Set down all of the entries precisely as they were written.

(Beginning of Supplied material)

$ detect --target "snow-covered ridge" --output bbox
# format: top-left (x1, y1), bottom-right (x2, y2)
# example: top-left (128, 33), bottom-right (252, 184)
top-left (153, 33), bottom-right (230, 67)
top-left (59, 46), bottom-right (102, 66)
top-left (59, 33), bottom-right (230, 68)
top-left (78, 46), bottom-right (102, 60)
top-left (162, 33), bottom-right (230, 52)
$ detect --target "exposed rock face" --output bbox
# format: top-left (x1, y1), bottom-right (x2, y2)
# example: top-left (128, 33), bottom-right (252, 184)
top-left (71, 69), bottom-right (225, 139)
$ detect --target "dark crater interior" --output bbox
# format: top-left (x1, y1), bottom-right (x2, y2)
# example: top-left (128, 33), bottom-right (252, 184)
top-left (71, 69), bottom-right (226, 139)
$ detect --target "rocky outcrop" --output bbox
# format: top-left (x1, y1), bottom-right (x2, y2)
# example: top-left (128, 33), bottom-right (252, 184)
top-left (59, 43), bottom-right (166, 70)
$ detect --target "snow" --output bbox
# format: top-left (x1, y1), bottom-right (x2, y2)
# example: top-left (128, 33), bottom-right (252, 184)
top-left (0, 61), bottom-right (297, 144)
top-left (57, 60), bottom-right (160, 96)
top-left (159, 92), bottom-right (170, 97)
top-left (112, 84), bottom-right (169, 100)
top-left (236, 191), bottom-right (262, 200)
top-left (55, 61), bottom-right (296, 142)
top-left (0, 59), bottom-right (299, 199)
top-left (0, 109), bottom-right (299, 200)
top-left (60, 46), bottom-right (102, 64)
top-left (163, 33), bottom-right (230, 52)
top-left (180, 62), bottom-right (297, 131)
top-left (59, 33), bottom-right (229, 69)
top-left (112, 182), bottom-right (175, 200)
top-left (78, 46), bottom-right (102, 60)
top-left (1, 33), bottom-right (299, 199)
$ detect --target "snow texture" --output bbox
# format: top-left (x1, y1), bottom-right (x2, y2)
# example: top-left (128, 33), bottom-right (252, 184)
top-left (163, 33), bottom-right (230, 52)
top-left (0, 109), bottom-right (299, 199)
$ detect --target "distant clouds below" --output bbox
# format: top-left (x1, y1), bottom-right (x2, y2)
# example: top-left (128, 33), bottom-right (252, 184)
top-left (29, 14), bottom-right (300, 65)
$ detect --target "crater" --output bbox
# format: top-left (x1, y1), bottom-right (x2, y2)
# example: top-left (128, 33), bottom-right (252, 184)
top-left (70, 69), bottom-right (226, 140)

(End of Supplied material)

» Output for this exercise
$ detect --target "snow-covered ridge" --output bbox
# format: top-left (x1, y1), bottom-right (x2, y2)
# example: top-left (128, 33), bottom-right (252, 184)
top-left (153, 33), bottom-right (230, 67)
top-left (59, 46), bottom-right (102, 66)
top-left (59, 33), bottom-right (230, 68)
top-left (78, 46), bottom-right (102, 60)
top-left (162, 33), bottom-right (230, 52)
$ detect --target "exposed rock face" --output bbox
# format: top-left (x1, y1), bottom-right (x2, y2)
# example: top-left (128, 33), bottom-right (252, 184)
top-left (71, 69), bottom-right (225, 139)
$ detect --target "dark crater interior" --output bbox
# format: top-left (x1, y1), bottom-right (x2, y2)
# example: top-left (128, 33), bottom-right (252, 184)
top-left (71, 69), bottom-right (226, 139)
$ detect --target "rocky outcrop" --output bbox
# format: top-left (x1, y1), bottom-right (x2, y2)
# example: top-left (128, 33), bottom-right (252, 184)
top-left (59, 43), bottom-right (166, 70)
$ detect --target "snow" --output bbox
# format: top-left (x1, y1), bottom-right (x2, y2)
# example: top-left (128, 33), bottom-right (252, 184)
top-left (0, 61), bottom-right (297, 144)
top-left (57, 60), bottom-right (160, 96)
top-left (159, 92), bottom-right (170, 97)
top-left (112, 84), bottom-right (169, 100)
top-left (236, 191), bottom-right (262, 200)
top-left (55, 61), bottom-right (296, 142)
top-left (0, 59), bottom-right (299, 199)
top-left (0, 109), bottom-right (299, 200)
top-left (60, 46), bottom-right (102, 64)
top-left (163, 33), bottom-right (230, 52)
top-left (180, 62), bottom-right (297, 131)
top-left (59, 33), bottom-right (229, 69)
top-left (112, 182), bottom-right (175, 200)
top-left (78, 46), bottom-right (102, 60)
top-left (1, 33), bottom-right (299, 199)
$ detect --target "snow texture" --output bbox
# format: top-left (x1, y1), bottom-right (x2, y2)
# example: top-left (128, 33), bottom-right (252, 184)
top-left (163, 33), bottom-right (230, 52)
top-left (0, 109), bottom-right (299, 199)
$ detect --target "distant clouds below" --output bbox
# format: top-left (x1, y1), bottom-right (x2, y2)
# example: top-left (128, 33), bottom-right (252, 184)
top-left (29, 14), bottom-right (300, 65)
$ detect --target "crater" --output bbox
# format: top-left (x1, y1), bottom-right (x2, y2)
# example: top-left (128, 33), bottom-right (252, 184)
top-left (70, 69), bottom-right (226, 140)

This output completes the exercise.